# [Stored records]
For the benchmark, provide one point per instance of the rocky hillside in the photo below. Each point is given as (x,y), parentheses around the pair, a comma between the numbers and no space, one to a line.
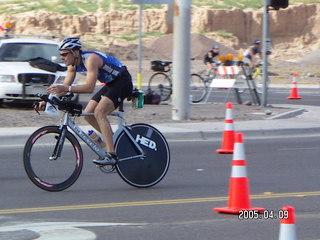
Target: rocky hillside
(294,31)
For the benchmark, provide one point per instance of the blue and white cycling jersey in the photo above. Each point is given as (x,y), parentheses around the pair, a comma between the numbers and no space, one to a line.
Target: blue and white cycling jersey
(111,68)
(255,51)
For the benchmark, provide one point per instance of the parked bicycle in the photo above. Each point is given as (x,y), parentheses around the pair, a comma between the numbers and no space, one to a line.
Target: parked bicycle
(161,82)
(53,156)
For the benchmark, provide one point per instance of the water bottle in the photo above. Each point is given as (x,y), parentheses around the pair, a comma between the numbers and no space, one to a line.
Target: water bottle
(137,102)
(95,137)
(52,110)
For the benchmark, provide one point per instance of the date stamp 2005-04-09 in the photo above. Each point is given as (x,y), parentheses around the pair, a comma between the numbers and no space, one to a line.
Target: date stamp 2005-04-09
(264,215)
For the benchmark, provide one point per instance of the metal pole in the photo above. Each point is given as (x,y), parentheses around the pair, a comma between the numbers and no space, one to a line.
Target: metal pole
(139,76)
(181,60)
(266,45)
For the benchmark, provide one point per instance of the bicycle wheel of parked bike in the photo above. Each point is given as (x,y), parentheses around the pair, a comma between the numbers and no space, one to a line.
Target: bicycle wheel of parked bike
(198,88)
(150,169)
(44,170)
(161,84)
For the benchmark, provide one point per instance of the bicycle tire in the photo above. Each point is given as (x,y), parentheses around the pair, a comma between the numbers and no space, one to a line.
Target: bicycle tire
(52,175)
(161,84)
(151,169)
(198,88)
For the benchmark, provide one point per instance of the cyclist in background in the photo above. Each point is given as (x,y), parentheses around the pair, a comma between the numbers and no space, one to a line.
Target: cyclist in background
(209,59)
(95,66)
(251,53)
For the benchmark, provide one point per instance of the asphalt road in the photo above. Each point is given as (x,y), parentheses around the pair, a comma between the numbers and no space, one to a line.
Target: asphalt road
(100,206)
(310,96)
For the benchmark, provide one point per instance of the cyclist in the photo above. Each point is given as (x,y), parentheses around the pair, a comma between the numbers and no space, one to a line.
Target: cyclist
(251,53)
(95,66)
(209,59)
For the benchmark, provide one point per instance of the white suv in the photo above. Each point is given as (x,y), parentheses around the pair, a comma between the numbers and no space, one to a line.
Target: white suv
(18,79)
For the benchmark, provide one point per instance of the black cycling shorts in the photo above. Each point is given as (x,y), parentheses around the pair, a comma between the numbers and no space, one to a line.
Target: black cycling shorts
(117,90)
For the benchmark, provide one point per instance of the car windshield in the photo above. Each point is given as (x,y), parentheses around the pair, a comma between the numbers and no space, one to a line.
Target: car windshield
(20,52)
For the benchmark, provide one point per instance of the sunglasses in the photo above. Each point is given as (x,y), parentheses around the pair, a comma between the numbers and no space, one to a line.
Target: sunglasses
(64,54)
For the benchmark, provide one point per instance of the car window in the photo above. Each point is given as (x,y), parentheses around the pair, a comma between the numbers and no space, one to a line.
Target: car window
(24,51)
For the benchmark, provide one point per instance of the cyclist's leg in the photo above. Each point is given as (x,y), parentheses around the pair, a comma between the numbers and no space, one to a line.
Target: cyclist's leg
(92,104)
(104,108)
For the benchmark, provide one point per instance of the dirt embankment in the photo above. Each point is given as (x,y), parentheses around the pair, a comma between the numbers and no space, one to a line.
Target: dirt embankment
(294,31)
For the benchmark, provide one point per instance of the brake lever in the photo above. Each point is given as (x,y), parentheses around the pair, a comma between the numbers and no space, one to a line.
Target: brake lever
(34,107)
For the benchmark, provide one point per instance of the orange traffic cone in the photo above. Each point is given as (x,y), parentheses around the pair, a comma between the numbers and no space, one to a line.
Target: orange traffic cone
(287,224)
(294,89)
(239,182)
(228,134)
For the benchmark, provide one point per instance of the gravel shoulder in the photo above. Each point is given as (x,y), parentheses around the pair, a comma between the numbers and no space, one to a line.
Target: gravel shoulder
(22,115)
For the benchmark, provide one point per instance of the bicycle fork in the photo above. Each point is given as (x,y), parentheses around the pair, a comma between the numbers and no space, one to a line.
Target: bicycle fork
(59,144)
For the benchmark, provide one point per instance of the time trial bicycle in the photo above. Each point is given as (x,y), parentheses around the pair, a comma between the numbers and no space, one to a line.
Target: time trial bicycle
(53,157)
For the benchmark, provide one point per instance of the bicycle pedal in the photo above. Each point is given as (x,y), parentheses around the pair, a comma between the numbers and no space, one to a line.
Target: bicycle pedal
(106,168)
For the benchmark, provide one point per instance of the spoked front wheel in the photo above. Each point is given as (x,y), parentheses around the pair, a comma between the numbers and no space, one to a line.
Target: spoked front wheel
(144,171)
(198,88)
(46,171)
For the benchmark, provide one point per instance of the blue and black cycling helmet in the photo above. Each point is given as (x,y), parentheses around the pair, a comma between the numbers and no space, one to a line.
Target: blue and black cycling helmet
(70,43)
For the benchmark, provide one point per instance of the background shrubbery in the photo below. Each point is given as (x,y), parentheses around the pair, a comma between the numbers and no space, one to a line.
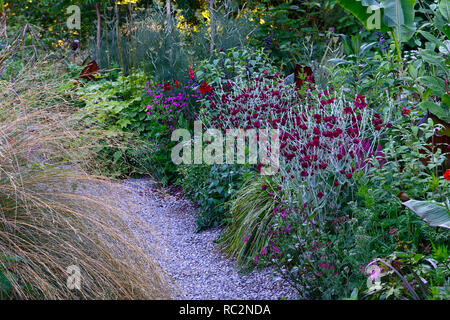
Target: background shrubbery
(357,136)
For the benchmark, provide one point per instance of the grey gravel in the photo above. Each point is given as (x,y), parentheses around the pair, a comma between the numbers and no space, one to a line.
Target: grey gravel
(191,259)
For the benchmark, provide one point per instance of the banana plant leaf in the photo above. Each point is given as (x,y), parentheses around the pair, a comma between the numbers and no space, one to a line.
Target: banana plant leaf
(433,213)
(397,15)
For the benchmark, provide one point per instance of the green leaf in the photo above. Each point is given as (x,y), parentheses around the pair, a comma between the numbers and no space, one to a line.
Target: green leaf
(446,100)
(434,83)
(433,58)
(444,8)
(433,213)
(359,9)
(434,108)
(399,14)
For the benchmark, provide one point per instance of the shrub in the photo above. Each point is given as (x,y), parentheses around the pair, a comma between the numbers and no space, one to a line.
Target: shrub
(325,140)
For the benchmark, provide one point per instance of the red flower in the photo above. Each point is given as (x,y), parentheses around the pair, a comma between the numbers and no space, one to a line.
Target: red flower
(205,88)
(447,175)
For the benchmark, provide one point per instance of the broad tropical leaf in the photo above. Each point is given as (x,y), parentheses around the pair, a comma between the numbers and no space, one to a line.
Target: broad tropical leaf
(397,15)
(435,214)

# [Written instruction]
Reproduce, word for word, the lines from the one containing "For the benchmark, provide one point per instance of the shrub" through the end of the records, including both of those lines.

# [Answer to the task]
For the benchmark, provide one point per instance of the shrub in the photo above. Each point is given as (x,y), parentheses around the pair, a comma between the numbers and no space, one to a line.
Target: shrub
(325,140)
For the benchmark, provide one point per instance of the red flower in the photo above. Each point is given as (x,y), parentheses around the pair, a comma between the numbers and no space, one to a line.
Target: red flower
(205,88)
(447,175)
For the benchmark, provide one point per instance of the broad tropical leaf in the photo above. Each point is given as (x,y), parentheses around the pair, a comma between the numbers and no space, one to a line.
Target: broad tropical leaf
(397,15)
(435,214)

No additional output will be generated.